__RECORDS PROVIDED__.
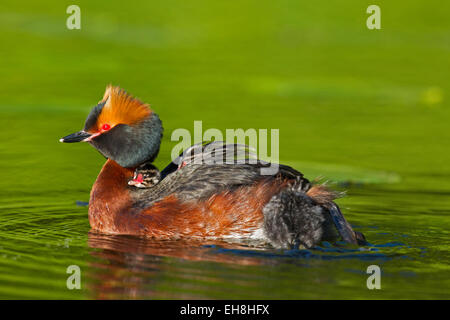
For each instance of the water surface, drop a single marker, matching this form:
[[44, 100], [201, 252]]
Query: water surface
[[366, 110]]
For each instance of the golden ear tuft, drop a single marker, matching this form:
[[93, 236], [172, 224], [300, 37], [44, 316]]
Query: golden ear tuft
[[121, 108]]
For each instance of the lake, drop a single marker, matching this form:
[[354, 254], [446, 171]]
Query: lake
[[366, 110]]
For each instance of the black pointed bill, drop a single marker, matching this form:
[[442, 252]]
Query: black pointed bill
[[77, 137]]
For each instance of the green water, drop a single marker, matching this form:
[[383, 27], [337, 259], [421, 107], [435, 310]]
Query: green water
[[367, 110]]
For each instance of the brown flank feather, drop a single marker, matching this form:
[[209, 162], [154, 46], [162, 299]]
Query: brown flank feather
[[322, 194]]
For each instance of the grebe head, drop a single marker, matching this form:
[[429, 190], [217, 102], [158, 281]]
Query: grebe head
[[121, 128]]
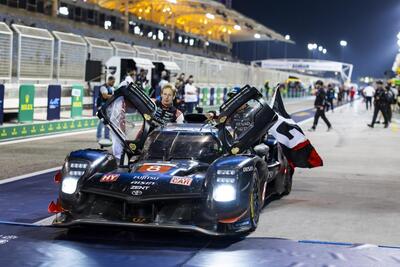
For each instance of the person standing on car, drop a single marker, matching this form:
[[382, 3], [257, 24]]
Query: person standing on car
[[166, 111], [129, 78], [319, 103], [369, 92], [191, 95], [180, 91], [106, 91], [380, 104]]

__EXERCISE PROMPT__. Could the stretch from the line with "For each instance of the black" through the line with "[[382, 3], [257, 24]]" in the listing above be restated word for word, minus the pictures?

__TASK SOLUTION__.
For each instance of the black pointed bill, drop a single marker, matching this form:
[[442, 252]]
Query: black pointed bill
[[77, 137]]
For each instance of the green water, drop a single marker, matching this form:
[[383, 27], [337, 259], [421, 107], [435, 310]]
Query: green water
[[367, 110]]
For each instance of the brown flank feather, drop a single marker, matching this form:
[[209, 162], [154, 46], [162, 299]]
Query: brown flank feather
[[322, 194]]
For each instance of the grebe head, drop a single marker, matching this form:
[[429, 190], [217, 102], [158, 281]]
Query: grebe head
[[121, 128]]
For each instance of the person standing on car, drop a single marker, matching this form:
[[382, 3], [257, 24]]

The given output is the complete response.